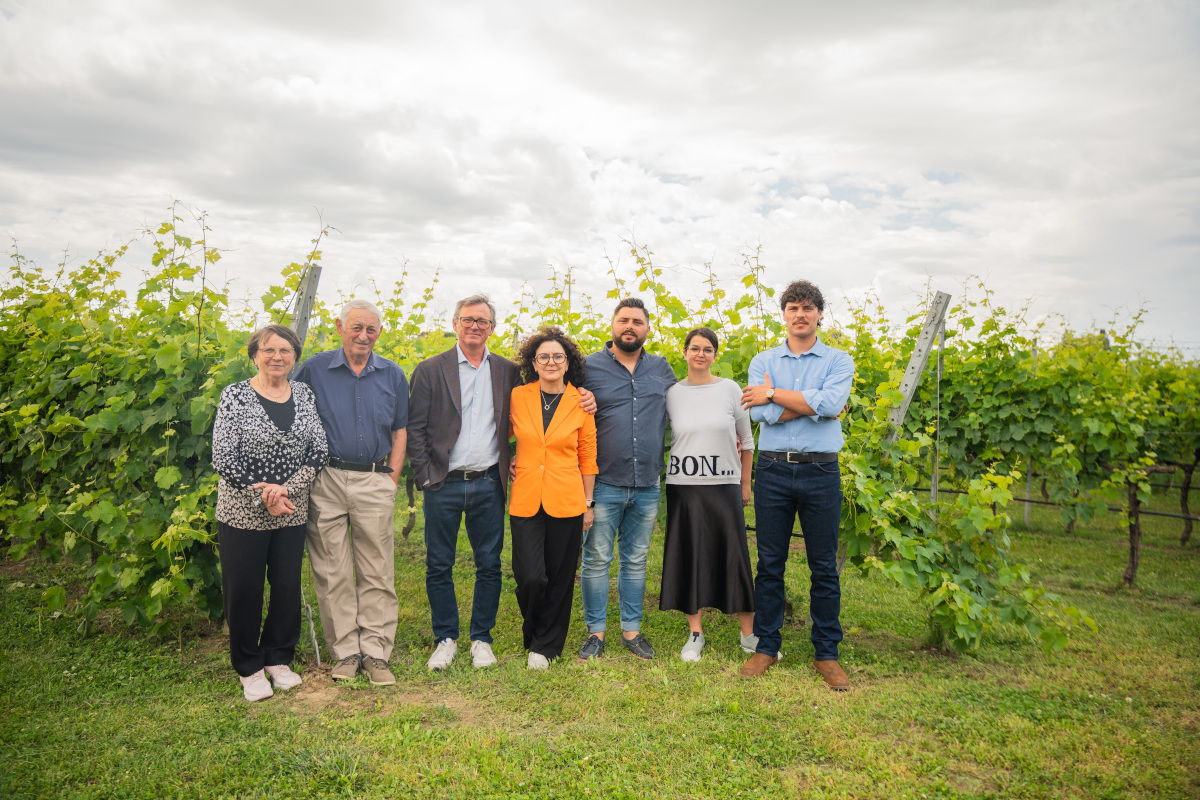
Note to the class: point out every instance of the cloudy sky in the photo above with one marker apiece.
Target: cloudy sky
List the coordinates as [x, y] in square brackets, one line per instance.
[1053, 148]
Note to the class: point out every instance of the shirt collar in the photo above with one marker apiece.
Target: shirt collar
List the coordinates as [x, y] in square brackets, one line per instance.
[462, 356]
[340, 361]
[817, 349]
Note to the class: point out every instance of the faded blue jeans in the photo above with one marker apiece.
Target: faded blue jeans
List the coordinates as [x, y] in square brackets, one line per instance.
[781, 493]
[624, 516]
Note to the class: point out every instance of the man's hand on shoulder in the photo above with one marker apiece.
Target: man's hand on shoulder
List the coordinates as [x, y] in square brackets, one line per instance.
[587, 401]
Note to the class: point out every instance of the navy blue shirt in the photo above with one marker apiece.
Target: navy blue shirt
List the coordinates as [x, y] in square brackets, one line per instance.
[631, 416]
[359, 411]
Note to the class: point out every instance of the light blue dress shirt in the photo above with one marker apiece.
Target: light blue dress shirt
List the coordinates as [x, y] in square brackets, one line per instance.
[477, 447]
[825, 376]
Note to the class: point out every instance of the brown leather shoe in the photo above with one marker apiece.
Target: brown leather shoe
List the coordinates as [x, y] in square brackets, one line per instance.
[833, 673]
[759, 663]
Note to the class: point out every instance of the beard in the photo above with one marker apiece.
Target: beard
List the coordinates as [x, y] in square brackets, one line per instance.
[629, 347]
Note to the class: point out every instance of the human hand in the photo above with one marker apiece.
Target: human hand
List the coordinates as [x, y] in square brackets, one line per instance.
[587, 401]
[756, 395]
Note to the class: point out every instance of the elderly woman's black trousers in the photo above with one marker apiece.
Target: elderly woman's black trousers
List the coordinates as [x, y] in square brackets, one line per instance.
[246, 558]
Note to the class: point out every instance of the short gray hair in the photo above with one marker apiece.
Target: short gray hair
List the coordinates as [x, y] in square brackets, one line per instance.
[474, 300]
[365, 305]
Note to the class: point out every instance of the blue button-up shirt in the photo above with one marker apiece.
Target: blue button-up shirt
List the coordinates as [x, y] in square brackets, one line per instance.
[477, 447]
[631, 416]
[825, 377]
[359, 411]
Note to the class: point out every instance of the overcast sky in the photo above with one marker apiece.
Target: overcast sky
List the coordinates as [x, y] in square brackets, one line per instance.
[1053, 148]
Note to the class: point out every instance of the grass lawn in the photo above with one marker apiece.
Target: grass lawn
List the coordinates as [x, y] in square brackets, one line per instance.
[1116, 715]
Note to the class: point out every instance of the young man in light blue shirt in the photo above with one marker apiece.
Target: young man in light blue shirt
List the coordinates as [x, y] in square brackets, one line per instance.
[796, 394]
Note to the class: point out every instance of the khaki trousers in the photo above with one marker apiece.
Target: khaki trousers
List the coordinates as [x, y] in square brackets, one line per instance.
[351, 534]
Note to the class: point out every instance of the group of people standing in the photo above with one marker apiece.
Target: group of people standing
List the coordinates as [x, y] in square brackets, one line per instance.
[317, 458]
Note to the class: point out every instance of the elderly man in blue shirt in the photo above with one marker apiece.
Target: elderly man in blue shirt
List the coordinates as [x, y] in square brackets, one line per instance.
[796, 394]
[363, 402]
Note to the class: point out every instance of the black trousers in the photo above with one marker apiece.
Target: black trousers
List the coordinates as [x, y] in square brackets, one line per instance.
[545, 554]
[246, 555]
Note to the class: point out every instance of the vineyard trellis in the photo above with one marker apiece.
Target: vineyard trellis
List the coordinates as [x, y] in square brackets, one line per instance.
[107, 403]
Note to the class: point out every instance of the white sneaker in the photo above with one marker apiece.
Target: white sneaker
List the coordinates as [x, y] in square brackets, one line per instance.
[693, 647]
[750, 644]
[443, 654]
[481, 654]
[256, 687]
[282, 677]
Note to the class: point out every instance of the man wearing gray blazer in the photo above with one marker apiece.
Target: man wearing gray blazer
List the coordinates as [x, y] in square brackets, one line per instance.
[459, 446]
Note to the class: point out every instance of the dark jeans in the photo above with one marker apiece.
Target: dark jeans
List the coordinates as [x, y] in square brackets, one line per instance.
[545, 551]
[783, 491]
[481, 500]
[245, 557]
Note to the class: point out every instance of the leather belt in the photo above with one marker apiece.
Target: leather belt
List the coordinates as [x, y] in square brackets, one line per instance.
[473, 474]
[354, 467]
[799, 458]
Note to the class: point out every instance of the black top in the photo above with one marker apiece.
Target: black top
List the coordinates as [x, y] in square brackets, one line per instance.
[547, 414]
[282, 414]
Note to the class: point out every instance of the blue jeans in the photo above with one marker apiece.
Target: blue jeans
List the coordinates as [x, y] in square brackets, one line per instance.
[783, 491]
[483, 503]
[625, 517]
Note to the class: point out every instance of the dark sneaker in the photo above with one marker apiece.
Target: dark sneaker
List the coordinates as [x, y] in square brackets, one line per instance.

* * *

* _What to produce_
Repeat each record exactly, with the pictures left out.

* _Result_
Note to the class: point out every instance of the cloudy sky in the photo above with one marker apiece.
Target: cloudy sky
List the coordinates as [x, y] in square brackets, one line per instance.
[1053, 148]
Note to the class: point out every instance of the shirt collar in the photo above with one marker apiece.
Target: shirt collar
List the coordinates as [x, y] in square brackets, one line per instance.
[462, 356]
[340, 361]
[817, 349]
Note to the class: point out every instance of the faded blue jeans in the photo above with one marker apiece.
Target: faded blue jeans
List the coordinates as [x, y] in square brackets, one line per instance.
[781, 493]
[624, 516]
Note to the class: point out every instance of the man's hand on shoulder in the photo above with one marker apiece.
Target: man's hand on shoulder
List the coordinates as [x, y] in square brackets, one line per instance.
[587, 401]
Note to the class: point out every instance of the navy blue shirt in the photo above with one marker apiece.
Target: navy blue shirt
List the coordinates as [x, y] in square brackets, one line per instance.
[631, 416]
[359, 411]
Note to the class: point out every instance of the light blue dress shirt in the photo above with one marker apiece.
Target: light blue dress shirt
List the coordinates as [x, y] in square brackets, one line per instance.
[477, 447]
[825, 376]
Note to the class: point out every instance of the brown leather shoe in the photo above with one marker apiece.
Target: brown leather shoe
List the coordinates as [x, y] in square brackets, one line per instance.
[833, 673]
[759, 663]
Note to the class: point out every instance of the beard in the photo above with one marker apiece.
Target: beard
List the coordinates as [x, y] in square brackets, one line per instance.
[629, 347]
Note to the class: point out every instance of the human hand in the photo above with one marker apiece.
Target: human hand
List the coordinates as [x, y] in square brackets, one line per instance.
[587, 401]
[756, 395]
Note to the class: point out every instance of the elderly woman's black trousers in the photo above with one marker apiece.
Target: elderly woman's black trousers
List the coordinates as [x, y] in square brackets, one line per instance.
[246, 558]
Note to the class: point out every instance of the short gray hair in the photo above with one marker apiece.
Target: short gray hair
List the coordinates as [x, y] in square brackets, one line per instance.
[474, 300]
[365, 305]
Note to the class: point out every instance of the blue button-up shirt in the photo above with one marker apiece.
Target: blue button-up shirt
List the coordinates as [x, y] in square brackets, one line per instance.
[477, 447]
[631, 416]
[825, 377]
[359, 411]
Note to the class: point out every instance of the overcast sky in the photo above with one marker apiece.
Target: overcast sky
List the coordinates as [x, y] in square brackets, one line per instance.
[1053, 148]
Note to the class: point out every instance of the grass lawn in the photo above with one marker apiece.
Target: grass lawn
List the coordinates as [x, y] in square brackets, one line per instance.
[1116, 715]
Note to the class: point out every instance of the young man in light blue shirt in the photo above with one marker apiece.
Target: young man in light blue shirt
List the coordinates as [x, y] in square brackets, one line per instance.
[796, 394]
Note to the class: point out every instance of the khaki trousers in the photo above with one marker apiece.
Target: khaki trousers
List the coordinates as [x, y] in square brackets, one line per instance.
[351, 534]
Note to the class: point out every instance of the group of people standing in the photo above with one marker apiece.
Target: group of people standing
List the coordinates as [x, y] in square brackets, one line per instance.
[317, 458]
Note to the class: point out every instance of the elderly man in blue shirt in the photo above with one marker apiece.
Target: elderly man in blue shirt
List the coordinates as [x, y] in square brackets, one line per instance.
[796, 394]
[363, 402]
Note to the class: point out every instance of the black trousers in the photo above with one marker apiece.
Target: black trousers
List the coordinates as [x, y] in square brackets, one line per instance.
[545, 554]
[246, 555]
Note to the class: point out every instance of the vineyard trellis in the photo above with one marker apiece.
Target: vineyard trellis
List the coordinates as [x, y] in square brackets, one line per instance.
[107, 403]
Note to the class: point out every instance of the white sneaker in the photo above with one marker apiece.
Target: white sneaker
List the coordinates as [x, y] in square brackets, one line per instance.
[693, 647]
[750, 644]
[443, 654]
[481, 654]
[256, 687]
[282, 677]
Note to the class: point out every instance of the man wearing gray blazer in the photo above with one marker apiece.
Target: man wearing gray blazer
List the coordinates as [x, y] in square brackets, one line per instance.
[459, 446]
Note to the class: point out every instance of the dark jeans in the photo above with one marker apiece.
Target: dark jeans
List the coordinates as [x, y] in square brackets, one line per instance.
[545, 551]
[783, 491]
[481, 500]
[245, 557]
Note to the class: point out every instance of the leather belt in the photo above with one marker apiece.
Target: leather belt
List the coordinates as [x, y] in square brackets, one line per instance.
[473, 474]
[354, 467]
[799, 458]
Note to the class: point out every instance of the black top in the photo above with one marker apiece.
Target: black top
List the coordinates as [x, y] in square brackets, one line per instance.
[547, 414]
[282, 414]
Note to the class: point out every instance of the blue jeans in the photo above with one marker apiece.
Target: blue jeans
List the coordinates as [x, y] in square brackets, one line per instance.
[783, 491]
[483, 503]
[625, 517]
Note to the class: point out every instance of the dark sneaker in the photo above with one marker apiece.
Target: dark sneaker
List the coordinates as [x, y] in square brackets, one line per instance.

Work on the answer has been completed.